What to produce
In the data below, take the part that opens with the line containing "Question: For every instance of the green" and closes with the line containing "[(1049, 489), (1044, 475)]". Write it out again with "pinwheel" swapped for "windmill" and everything else left unchanged.

Data supplied
★ ★ ★ ★ ★ ★ ★
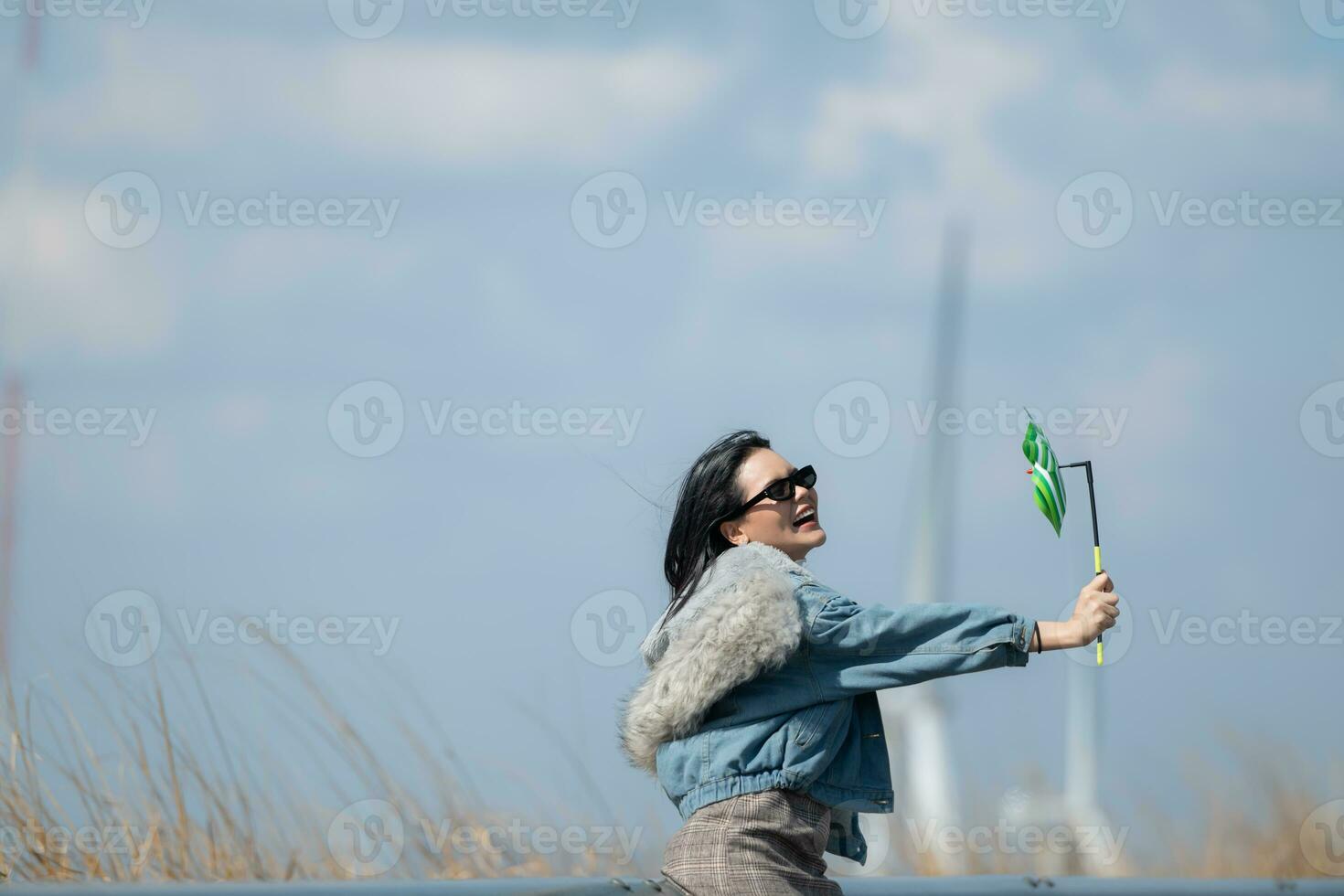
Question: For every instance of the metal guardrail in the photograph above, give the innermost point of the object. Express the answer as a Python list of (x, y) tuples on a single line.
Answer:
[(976, 885)]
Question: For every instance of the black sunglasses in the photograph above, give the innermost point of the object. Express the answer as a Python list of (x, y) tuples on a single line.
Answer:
[(781, 489)]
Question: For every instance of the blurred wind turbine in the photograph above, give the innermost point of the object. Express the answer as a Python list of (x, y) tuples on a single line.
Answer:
[(921, 769)]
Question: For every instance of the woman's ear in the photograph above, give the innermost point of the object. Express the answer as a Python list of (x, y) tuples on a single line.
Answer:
[(732, 532)]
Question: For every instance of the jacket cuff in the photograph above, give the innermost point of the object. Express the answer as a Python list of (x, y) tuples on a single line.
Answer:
[(1019, 650)]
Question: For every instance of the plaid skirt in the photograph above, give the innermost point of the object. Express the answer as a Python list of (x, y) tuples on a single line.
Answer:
[(765, 844)]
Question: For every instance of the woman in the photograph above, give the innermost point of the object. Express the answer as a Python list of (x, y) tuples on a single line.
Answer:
[(758, 715)]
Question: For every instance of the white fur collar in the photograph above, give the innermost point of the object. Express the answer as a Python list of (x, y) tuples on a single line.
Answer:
[(741, 620)]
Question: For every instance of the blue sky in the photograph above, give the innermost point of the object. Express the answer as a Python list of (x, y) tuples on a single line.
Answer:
[(1218, 495)]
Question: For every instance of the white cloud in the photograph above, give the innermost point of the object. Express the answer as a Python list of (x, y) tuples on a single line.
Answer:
[(1244, 100), (63, 289), (465, 103), (941, 96)]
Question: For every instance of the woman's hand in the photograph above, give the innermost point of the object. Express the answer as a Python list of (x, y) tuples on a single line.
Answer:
[(1097, 610)]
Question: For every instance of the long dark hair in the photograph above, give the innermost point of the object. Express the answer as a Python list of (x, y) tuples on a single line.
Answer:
[(709, 496)]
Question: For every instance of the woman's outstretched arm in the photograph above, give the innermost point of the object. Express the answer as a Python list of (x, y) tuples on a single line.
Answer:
[(855, 647)]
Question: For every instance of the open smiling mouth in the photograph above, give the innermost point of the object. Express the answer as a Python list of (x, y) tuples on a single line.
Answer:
[(806, 518)]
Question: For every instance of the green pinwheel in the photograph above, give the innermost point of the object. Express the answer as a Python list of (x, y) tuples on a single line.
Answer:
[(1049, 489), (1044, 475)]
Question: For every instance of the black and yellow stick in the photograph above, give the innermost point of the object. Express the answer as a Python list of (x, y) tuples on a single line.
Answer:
[(1092, 498)]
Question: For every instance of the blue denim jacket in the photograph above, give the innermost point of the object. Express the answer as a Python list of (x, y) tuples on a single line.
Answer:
[(766, 678)]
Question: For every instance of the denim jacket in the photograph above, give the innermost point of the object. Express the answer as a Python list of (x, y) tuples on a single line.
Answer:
[(766, 678)]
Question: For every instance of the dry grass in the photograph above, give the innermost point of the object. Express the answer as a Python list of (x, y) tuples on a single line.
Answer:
[(162, 795), (1249, 824), (144, 795)]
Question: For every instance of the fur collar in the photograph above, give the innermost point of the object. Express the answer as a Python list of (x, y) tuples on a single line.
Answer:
[(741, 620)]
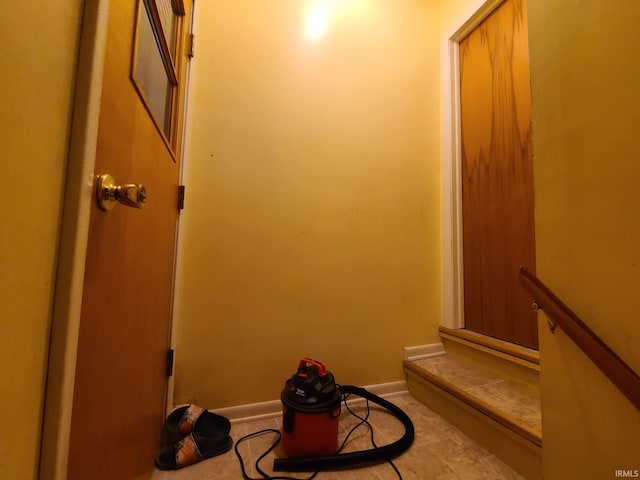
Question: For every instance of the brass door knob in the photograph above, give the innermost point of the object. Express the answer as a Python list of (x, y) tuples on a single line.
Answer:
[(108, 193)]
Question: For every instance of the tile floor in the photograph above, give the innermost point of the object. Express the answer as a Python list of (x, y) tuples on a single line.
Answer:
[(515, 399), (439, 452)]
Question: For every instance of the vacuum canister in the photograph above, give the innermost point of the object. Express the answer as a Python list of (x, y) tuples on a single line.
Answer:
[(310, 408)]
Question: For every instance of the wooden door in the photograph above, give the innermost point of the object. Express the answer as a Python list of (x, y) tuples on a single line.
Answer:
[(497, 175), (121, 381)]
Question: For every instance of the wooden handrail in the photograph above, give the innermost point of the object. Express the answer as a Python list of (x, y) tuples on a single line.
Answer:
[(620, 374)]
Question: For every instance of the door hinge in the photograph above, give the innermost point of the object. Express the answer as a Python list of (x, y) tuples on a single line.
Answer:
[(170, 362), (192, 39), (181, 197)]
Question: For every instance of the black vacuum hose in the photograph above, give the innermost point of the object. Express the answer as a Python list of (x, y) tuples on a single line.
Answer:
[(372, 455)]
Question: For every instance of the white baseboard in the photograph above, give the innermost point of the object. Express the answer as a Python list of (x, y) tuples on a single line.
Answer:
[(419, 352), (273, 408)]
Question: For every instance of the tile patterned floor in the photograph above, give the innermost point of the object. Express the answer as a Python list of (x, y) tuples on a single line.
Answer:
[(439, 452), (516, 399)]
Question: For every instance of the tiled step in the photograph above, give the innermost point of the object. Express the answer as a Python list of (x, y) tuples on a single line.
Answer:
[(493, 397)]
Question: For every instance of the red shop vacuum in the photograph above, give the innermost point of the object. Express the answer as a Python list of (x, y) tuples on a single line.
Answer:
[(310, 411)]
★ ★ ★ ★ ★ ★ ★
Full answer
Question: For every instance of the green windmill in the photograph above, give the innermost point of the object. Express the answer as a Python list of (x, y) tuples on a single line.
Answer:
[(1049, 489), (1044, 475)]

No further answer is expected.